---------- PASSAGE PROVIDED ----------

Apropos of nothing and just for the record: when people complain about cultural appropriation, they’re not all [1] saying that outsiders shouldn’t write cultures foreign to them. However, what I suspect they’re saying [2] is this: some outsiders (rather more than you think) will get cultures egregiously and disrespectfully *wrong*. That, even if a lot of (other outsider) people think that a certain book/story did a great job of introducing them to a fancy new culture, it doesn’t change the orientalist/racist clichés or simply the bad facts that are presented in said fiction.
And when I say bad facts I don’t mean niggly details that would require weeks of research: I mean really, really bad facts akin to calling everyone in a French novel “Dracula” because everyone knows Dracula is a typically French name. Facts that should have been a part of any basic research process, and that make the reader doubt the author really cared about the culture they were so “thoughtfully” depicting. Names. Food. Religion. That kind of thing.

You’ll think that this is a tiny minority; a 0.01% of writers who get things wrong and are rightly excoriated for it. Thing is… this happens WAY more often than you’d think. This is NOT a tiny minority. I’m not saying it’s a 99.99% of fiction either, but cultural appropriation is not a negligible or insubstantial phenomenon. A significant amount of fiction out there makes me doubt much thoughtful research (or much research at all!) was involved.

---------- DATA PROVIDED ----------

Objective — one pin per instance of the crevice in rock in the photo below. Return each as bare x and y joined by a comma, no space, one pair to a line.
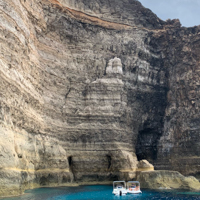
70,163
146,147
109,159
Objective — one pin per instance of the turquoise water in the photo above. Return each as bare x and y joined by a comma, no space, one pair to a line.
101,192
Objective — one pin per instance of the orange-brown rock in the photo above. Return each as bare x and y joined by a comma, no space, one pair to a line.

----------

■ WHAT YOU SHOULD DO ■
Carry on the passage about cultural appropriation in fiction, starting right after its last sentence.

■ FINAL ANSWER ■
To take just one example: the last few stories set in China I have read [3]. One of them, set in historical China, mangled the historical timeline so badly I wasn’t even sure it was the real China, and inexplicably forgot to have any kind of ancestor worship, which is a bit like doing medieval France without Christianity. One of them, set in a futuristic China, used the timeworn tropes of Chinese being horrible to their own women (because, you know, Confucianism [4]) and had said women rescued by Westerners (because quite obviously those poor Asians can’t rescue themselves). And the last one, set in what purported to be Ancient China, had a concerted state-supported effort aimed at imprisoning, mistreating and killing dragons (we’ve been over this before, but Chinese/Vietnamese dragons are NOT evil, they’re Heavenly beings. This is a bit like having a historical medieval Europe where kings authorise the chasing and killing of angels. Possible, but a. you’re not going to get very far because angels are way more powerful than humans b. you’re not going to stave off the wrath of God for very long [5]) For bonus points, that story also had an evil character on a quest for immortality that he later renounced because he wanted redemption. Er. No. Quests for immortality are perfectly fine in Chinese thought (see Daoist immortals. That’s perfectly OK, and in fact deeply respected).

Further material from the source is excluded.